# START OF AVAILABLE RECORDS

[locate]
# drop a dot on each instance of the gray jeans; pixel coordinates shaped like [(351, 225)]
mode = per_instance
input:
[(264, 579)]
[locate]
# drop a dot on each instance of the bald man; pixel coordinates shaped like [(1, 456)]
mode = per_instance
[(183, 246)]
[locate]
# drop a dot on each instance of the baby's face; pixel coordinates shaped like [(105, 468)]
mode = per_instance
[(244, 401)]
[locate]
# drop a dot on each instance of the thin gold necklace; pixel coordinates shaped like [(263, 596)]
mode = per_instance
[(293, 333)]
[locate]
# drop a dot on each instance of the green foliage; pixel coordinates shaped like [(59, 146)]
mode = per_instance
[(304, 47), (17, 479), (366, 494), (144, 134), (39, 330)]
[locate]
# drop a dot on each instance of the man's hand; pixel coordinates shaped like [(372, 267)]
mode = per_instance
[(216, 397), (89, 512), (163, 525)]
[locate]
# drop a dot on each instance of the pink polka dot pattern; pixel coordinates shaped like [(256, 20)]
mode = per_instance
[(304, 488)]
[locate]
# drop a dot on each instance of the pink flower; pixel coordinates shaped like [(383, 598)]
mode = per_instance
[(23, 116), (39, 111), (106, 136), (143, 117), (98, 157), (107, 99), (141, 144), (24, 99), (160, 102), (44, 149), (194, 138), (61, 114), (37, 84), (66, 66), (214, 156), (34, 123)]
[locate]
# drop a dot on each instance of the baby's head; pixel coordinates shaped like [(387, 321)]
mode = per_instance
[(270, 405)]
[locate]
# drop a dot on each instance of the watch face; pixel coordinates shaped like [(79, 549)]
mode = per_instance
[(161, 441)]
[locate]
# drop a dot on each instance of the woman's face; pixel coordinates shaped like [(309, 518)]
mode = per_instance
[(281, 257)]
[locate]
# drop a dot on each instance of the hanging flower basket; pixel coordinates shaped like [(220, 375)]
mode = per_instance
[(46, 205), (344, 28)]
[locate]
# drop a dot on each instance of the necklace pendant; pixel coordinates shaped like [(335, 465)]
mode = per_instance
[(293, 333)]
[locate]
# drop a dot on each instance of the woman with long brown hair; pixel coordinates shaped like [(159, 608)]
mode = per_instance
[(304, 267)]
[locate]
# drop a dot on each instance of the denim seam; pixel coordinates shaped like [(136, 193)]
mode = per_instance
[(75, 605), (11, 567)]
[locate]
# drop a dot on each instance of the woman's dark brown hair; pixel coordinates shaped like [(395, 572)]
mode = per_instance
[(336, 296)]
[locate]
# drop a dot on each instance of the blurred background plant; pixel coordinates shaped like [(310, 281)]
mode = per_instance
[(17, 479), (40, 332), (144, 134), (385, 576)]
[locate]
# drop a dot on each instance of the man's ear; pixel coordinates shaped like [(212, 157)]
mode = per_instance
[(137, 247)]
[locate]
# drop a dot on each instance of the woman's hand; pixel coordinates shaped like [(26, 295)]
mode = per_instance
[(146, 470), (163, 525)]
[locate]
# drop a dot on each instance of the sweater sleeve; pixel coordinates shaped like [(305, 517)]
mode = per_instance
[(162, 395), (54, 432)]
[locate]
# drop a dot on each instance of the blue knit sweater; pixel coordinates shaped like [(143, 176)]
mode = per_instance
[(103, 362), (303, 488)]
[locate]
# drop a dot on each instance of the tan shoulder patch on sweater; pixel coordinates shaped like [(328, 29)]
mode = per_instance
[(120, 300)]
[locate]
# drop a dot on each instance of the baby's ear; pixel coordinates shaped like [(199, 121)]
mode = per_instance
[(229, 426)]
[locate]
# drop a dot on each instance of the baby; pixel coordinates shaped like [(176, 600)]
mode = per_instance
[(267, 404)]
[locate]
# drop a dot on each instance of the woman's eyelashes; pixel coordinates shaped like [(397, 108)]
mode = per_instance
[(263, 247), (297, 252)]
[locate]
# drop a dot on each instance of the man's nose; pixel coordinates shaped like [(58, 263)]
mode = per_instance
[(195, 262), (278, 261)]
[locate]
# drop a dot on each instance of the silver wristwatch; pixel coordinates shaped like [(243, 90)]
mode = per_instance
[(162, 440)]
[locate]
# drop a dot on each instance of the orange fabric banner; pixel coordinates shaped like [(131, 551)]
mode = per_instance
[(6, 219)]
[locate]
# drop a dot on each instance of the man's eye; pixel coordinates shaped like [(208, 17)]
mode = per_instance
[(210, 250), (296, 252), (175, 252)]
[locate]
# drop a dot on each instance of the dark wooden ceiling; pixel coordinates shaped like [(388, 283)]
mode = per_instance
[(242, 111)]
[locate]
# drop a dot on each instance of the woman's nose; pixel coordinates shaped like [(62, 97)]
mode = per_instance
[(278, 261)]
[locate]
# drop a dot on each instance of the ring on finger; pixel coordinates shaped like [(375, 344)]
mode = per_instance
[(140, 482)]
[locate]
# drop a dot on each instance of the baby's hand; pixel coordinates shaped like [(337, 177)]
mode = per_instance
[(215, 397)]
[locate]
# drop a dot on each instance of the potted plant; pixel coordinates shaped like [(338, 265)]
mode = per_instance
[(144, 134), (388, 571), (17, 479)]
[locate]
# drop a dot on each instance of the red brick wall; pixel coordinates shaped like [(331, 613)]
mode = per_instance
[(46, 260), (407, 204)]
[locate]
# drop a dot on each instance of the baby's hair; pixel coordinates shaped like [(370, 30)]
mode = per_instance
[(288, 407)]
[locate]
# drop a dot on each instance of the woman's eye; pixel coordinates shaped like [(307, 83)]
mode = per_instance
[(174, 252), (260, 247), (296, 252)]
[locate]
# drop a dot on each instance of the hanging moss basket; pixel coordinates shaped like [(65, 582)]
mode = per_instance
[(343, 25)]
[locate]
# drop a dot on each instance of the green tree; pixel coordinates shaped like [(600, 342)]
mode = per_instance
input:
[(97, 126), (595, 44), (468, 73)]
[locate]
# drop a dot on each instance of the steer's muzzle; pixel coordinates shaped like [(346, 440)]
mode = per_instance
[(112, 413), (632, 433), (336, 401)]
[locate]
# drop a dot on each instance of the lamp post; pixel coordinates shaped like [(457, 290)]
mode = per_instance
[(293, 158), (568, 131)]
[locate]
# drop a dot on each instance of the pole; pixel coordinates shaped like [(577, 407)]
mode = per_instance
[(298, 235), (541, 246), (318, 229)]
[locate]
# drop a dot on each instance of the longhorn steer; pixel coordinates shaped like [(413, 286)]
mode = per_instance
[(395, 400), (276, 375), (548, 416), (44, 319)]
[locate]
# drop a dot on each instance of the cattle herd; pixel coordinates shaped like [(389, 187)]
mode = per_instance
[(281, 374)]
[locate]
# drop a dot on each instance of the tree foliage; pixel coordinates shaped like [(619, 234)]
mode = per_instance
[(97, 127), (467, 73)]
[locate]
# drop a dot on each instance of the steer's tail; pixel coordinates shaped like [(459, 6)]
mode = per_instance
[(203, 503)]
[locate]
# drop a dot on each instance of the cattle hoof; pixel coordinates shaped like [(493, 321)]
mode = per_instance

# END OF AVAILABLE RECORDS

Extract the complete data, matching each line exactly.

[locate]
# drop a dot on each instance of the gray jeans; pixel coordinates shaped like [(351, 225)]
mode = per_instance
input:
[(264, 579)]
[locate]
# drop a dot on each instance of the bald man; pixel coordinates shaped like [(1, 456)]
mode = per_instance
[(183, 246)]
[locate]
# drop a dot on each instance of the baby's face; pixel coordinates shaped like [(105, 468)]
mode = per_instance
[(244, 401)]
[locate]
# drop a dot on each instance of the thin gold necklace; pixel coordinates shaped like [(263, 596)]
mode = per_instance
[(293, 333)]
[locate]
# drop a dot on each instance of the green foliage; pixel coordinates shaped like [(59, 146)]
mode = per_instance
[(304, 47), (17, 479), (366, 494), (144, 134), (39, 330)]
[locate]
# drop a dot on each instance of the man's hand; pixel coordinates shaped like [(372, 267)]
mode = per_instance
[(216, 397), (89, 512), (163, 525)]
[locate]
# drop a dot on each instance of the pink polka dot pattern; pixel coordinates shaped like [(256, 20)]
mode = per_instance
[(304, 488)]
[locate]
# drop a dot on each instance of the pink flower; pixel coordinates shaped like [(383, 598)]
mode = per_instance
[(23, 116), (39, 111), (106, 136), (143, 117), (98, 157), (107, 99), (141, 144), (24, 99), (160, 102), (44, 149), (194, 138), (61, 114), (37, 84), (66, 66), (214, 156), (34, 123)]
[locate]
# drop a dot on each instance of the baby's head; pixel coordinates shaped like [(387, 321)]
mode = per_instance
[(270, 405)]
[locate]
# drop a dot on each instance of the watch face; pixel coordinates shaped like [(79, 549)]
mode = per_instance
[(161, 441)]
[locate]
# drop a dot on each instance of the woman's face; pixel coordinates shaped like [(309, 518)]
mode = per_instance
[(281, 257)]
[locate]
# drop a dot on each instance of the hanging flower basket; pixel coordinates shaped like [(220, 375)]
mode = per_instance
[(46, 205), (344, 28)]
[locate]
# drop a dot on each instance of the necklace pendant; pixel coordinates shaped like [(335, 465)]
mode = per_instance
[(293, 333)]
[locate]
# drop a dot on each instance of the woman with long brown hair; pixel coordinates shaped like [(159, 608)]
mode = per_instance
[(304, 267)]
[locate]
# drop a dot on each instance of the denim seam; pixel coordinates shaped like [(136, 193)]
mode = per_instance
[(75, 605), (11, 567)]
[locate]
# drop a dot on each instance of the woman's dark brown hair; pixel coordinates shaped like [(395, 572)]
mode = per_instance
[(336, 296)]
[locate]
# drop a dot on each instance of the blurred background plant; pixel coordinates shaped like [(310, 281)]
mode = per_instance
[(17, 479), (40, 332), (144, 134), (385, 576)]
[locate]
# drop a dot on each instance of the man's ear; pixel coordinates shaped like [(212, 157)]
mode = per_instance
[(137, 247)]
[locate]
# drop a dot on each instance of the woman's hand; pixel coordinates shaped like [(26, 295)]
mode = per_instance
[(146, 470), (163, 525)]
[locate]
# drop a dot on each instance of the sweater sleeve; pixel coordinates shaped like [(305, 517)]
mode = per_instance
[(162, 395), (54, 432)]
[locate]
# drop a dot on each instance of the blue knit sweater; pixel coordinates shaped like [(143, 176)]
mode = per_instance
[(103, 362), (303, 488)]
[locate]
# drop a dot on each instance of the tan shoulder patch on sweater; pixel coordinates shaped like [(328, 29)]
mode = per_instance
[(120, 300)]
[locate]
# drop a dot on each instance of the baby's ear; pixel coordinates shaped like [(199, 121)]
mode = per_instance
[(229, 426)]
[locate]
# drop a dot on each instance of the baby; pixel coordinates shaped like [(176, 600)]
mode = per_instance
[(267, 404)]
[locate]
# drop a dot on each instance of the woman's eyelashes; pixel coordinates shaped like [(397, 108)]
mode = per_instance
[(263, 247), (297, 252)]
[locate]
# drop a dot on each instance of the man's nose; pixel coordinates shaped like [(58, 263)]
mode = per_instance
[(195, 262), (278, 261)]
[locate]
# drop a dot on each instance of the silver wristwatch; pixel coordinates shaped like [(243, 90)]
mode = per_instance
[(162, 440)]
[locate]
# drop a dot on each instance of the orange fabric banner; pixel coordinates shaped like [(131, 551)]
mode = per_instance
[(6, 219)]
[locate]
# drop a dot on each instance of the man's eye; pixel coordinates shaped like [(208, 17)]
mode = per_instance
[(210, 250), (296, 252), (175, 252)]
[locate]
# drop a dot on each instance of the dark wooden ceiling; pixel coordinates shaped like [(388, 283)]
mode = per_instance
[(242, 111)]
[locate]
# drop a dot on each instance of the woman's nose; pixel coordinates shaped like [(62, 97)]
mode = per_instance
[(278, 261)]
[locate]
# drop a dot on each instance of the ring on finger; pixel coordinates shaped like [(375, 344)]
mode = per_instance
[(140, 482)]
[locate]
# drop a dot on each instance of the baby's hand; pixel coordinates shaped like [(337, 177)]
mode = per_instance
[(215, 397)]
[locate]
# drop a dot on each instance of the potted plant; pixel coordinates shaped like [(338, 265)]
mode = per_instance
[(144, 134), (388, 571), (17, 479)]
[locate]
# drop a dot on each instance of the red brick wall; pixel coordinates shaped like [(331, 613)]
mode = per_instance
[(46, 260), (407, 204)]
[locate]
# drop a dot on each instance of the baby's hair; pixel coordinates shaped like [(370, 30)]
mode = per_instance
[(288, 407)]
[locate]
# drop a dot on each instance of the woman's eye; pixel coordinates shaped like [(307, 83)]
mode = per_instance
[(174, 252), (260, 247), (296, 252)]
[locate]
# drop a dot on each instance of the hanging moss basket; pixel coordinates shaped like [(65, 582)]
mode = per_instance
[(343, 25)]
[locate]
# drop a dot on each instance of the green tree; pixel coordinates shaped like [(600, 342)]
mode = per_instance
input:
[(97, 126), (595, 44), (468, 73)]
[locate]
# drop a dot on each instance of the steer's muzzle; pixel coordinates shaped like [(346, 440)]
mode = per_instance
[(112, 413), (632, 433), (336, 401)]
[locate]
# drop a dot on each instance of the lamp post; pixel coordinates shaped like [(457, 290)]
mode = per_instance
[(293, 158), (568, 131)]
[locate]
# drop a dot on each instance of the pole; pixel coordinates shaped like [(577, 407)]
mode = per_instance
[(298, 235), (541, 246), (318, 229)]
[locate]
# drop a dot on each instance of the longhorn steer; pixel coordinates shaped like [(413, 286)]
mode = per_instance
[(395, 400), (276, 375), (548, 416), (44, 319)]
[locate]
# drop a dot on each instance of the cattle herd; pixel coordinates shaped like [(389, 187)]
mode = per_instance
[(281, 374)]
[locate]
# drop a dot on each instance of the tree foliage; pixel coordinates shaped like [(619, 234)]
mode = per_instance
[(97, 127), (467, 73)]
[locate]
# drop a dot on each instance of the steer's tail; pixel coordinates shaped like [(459, 6)]
mode = per_instance
[(203, 503)]
[locate]
# drop a dot on each instance of the cattle hoof; pixel coordinates shaped like [(493, 321)]
mode = per_instance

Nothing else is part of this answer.